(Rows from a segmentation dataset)
— START —

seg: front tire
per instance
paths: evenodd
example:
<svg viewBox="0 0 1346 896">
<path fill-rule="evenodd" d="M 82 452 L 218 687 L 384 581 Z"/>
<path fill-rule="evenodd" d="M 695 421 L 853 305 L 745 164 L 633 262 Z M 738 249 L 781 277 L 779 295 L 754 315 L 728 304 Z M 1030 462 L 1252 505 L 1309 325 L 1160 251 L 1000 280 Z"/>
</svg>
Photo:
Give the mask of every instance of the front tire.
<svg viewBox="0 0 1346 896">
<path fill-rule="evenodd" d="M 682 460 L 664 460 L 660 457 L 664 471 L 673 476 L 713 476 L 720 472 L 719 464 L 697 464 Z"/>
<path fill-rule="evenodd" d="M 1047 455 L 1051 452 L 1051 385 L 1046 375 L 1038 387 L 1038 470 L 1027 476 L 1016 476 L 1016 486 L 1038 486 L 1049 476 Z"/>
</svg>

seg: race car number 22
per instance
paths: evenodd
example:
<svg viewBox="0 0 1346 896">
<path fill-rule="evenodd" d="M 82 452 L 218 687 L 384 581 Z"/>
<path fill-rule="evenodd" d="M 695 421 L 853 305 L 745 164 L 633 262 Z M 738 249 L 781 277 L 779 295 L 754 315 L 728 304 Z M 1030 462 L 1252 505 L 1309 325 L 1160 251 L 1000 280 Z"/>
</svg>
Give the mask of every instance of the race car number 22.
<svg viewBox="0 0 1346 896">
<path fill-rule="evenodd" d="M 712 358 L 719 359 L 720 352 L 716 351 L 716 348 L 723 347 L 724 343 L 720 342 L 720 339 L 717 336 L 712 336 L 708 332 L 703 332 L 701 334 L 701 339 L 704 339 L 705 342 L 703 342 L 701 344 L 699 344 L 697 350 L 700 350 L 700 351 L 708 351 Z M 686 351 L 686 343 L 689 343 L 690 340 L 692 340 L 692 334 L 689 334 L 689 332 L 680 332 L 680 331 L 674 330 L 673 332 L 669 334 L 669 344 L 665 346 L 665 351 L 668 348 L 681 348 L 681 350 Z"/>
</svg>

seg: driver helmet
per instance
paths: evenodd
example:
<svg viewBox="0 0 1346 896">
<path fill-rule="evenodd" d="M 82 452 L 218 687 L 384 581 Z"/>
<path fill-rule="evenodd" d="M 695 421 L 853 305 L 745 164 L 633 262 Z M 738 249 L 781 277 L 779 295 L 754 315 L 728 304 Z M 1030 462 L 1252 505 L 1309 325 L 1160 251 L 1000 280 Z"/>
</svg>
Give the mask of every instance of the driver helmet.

— END —

With both ends included, please retype exactly the lines from the line containing "seg: driver helmet" to the final line of the data.

• **EXERCISE RESULT**
seg: driver helmet
per instance
paths: evenodd
example:
<svg viewBox="0 0 1346 896">
<path fill-rule="evenodd" d="M 82 452 L 218 687 L 384 581 Z"/>
<path fill-rule="evenodd" d="M 695 421 L 853 305 L 745 164 L 633 262 Z M 738 249 L 781 277 L 779 295 L 754 315 L 728 304 Z M 1030 462 L 1252 505 L 1309 325 L 1160 251 L 1000 280 Z"/>
</svg>
Give the mask of every instance of the driver helmet.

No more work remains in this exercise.